Dataset items:
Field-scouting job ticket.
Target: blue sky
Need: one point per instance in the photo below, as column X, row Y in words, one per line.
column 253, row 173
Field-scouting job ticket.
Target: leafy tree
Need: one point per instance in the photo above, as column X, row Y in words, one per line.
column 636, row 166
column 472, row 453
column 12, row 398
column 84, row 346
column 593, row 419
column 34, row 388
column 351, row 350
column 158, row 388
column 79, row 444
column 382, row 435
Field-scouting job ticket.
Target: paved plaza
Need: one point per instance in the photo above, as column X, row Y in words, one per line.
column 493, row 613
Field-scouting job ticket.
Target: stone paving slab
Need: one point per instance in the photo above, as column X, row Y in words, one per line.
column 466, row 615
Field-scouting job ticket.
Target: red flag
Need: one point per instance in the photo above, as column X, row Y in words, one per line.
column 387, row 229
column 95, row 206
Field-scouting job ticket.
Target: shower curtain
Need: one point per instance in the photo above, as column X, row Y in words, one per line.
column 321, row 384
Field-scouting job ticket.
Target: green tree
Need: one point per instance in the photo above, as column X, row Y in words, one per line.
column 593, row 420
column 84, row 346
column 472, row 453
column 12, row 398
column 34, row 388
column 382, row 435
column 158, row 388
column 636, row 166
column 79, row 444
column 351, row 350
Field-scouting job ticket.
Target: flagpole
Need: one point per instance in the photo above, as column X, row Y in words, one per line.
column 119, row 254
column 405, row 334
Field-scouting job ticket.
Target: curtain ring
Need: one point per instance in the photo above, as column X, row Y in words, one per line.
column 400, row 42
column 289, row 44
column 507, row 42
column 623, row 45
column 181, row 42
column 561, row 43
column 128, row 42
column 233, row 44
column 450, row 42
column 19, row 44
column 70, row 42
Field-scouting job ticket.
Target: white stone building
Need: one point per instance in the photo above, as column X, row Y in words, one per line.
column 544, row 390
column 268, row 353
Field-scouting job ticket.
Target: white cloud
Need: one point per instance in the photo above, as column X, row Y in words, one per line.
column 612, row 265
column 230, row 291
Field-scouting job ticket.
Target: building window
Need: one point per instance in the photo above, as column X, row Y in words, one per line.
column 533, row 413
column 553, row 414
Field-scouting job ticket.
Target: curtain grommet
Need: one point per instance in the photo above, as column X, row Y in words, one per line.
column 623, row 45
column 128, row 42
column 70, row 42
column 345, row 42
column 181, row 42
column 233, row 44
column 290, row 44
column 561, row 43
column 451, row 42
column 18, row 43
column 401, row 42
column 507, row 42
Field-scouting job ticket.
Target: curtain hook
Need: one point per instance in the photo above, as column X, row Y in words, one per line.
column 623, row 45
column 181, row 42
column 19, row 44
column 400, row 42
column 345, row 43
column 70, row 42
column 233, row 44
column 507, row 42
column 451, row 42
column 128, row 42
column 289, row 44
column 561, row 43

* [What you have to do] Transcribe the data above in full, exactly.

* [Task answer]
Field-scouting job ticket.
Target: blue sky
Need: one point per instance in the photo below, as column X, row Y in words, one per line.
column 253, row 173
Field-scouting job ticket.
Target: leafy tree
Need: one point per instance in the photo above, as column X, row Y in words, one per line.
column 636, row 166
column 472, row 453
column 12, row 398
column 84, row 346
column 593, row 419
column 34, row 388
column 351, row 350
column 158, row 388
column 79, row 444
column 382, row 435
Field-scouting job ticket.
Target: paved plaza
Need: one point per instance in the photo above, as column X, row Y in words, one per line.
column 493, row 613
Field-scouting job ticket.
Target: stone paving slab
Need: one point per instance in the photo above, as column X, row Y in words, one per line.
column 466, row 615
Field-scouting job ticket.
Target: red flag
Need: one point per instance in the photo above, as column X, row Y in words, one per line.
column 387, row 229
column 95, row 206
Field-scouting job ticket.
Target: shower curtain
Need: one point per instance in the photo above, as column X, row Y in words, one per line.
column 321, row 384
Field-scouting job ticket.
Target: green tree
Need: one point per instance in the photo above, as column X, row Y in words, one per line.
column 593, row 420
column 84, row 346
column 472, row 453
column 12, row 398
column 34, row 388
column 382, row 435
column 158, row 388
column 636, row 166
column 79, row 444
column 351, row 350
Field-scouting job ticket.
Target: flagpole
Need: one point per instance in the photo above, as column X, row Y in words, one per line.
column 119, row 254
column 405, row 334
Field-scouting job ticket.
Target: curtain ring
Need: one point per instance in the photo above, as column X, row Y in words, one per line.
column 400, row 42
column 289, row 44
column 507, row 42
column 623, row 45
column 181, row 42
column 561, row 43
column 128, row 42
column 233, row 44
column 450, row 42
column 19, row 44
column 70, row 42
Field-scouting job ticket.
Target: white stone building
Need: one point per instance in the photo above, as column X, row Y in words, one per line.
column 544, row 390
column 268, row 353
Field-scouting job ticket.
Target: white cloud
Need: one point per instance in the photo above, as column X, row Y in words, one per line.
column 612, row 265
column 230, row 291
Field-scouting job ticket.
Target: building window
Need: one point per instance in the photo above, as column X, row Y in words, one per line.
column 533, row 413
column 553, row 414
Field-scouting job ticket.
Target: curtain grommet
Need: one point per instance in the photo above, as column X, row Y in words, one per line.
column 623, row 45
column 128, row 42
column 70, row 42
column 345, row 42
column 181, row 42
column 233, row 44
column 290, row 44
column 561, row 43
column 451, row 42
column 18, row 43
column 401, row 42
column 507, row 42
Field-scouting job ticket.
Target: curtain hook
Need: one point per instance in the photo above, as column X, row Y in words, one per line.
column 623, row 45
column 181, row 42
column 19, row 44
column 400, row 42
column 345, row 43
column 70, row 42
column 233, row 44
column 507, row 42
column 451, row 42
column 128, row 42
column 289, row 44
column 561, row 43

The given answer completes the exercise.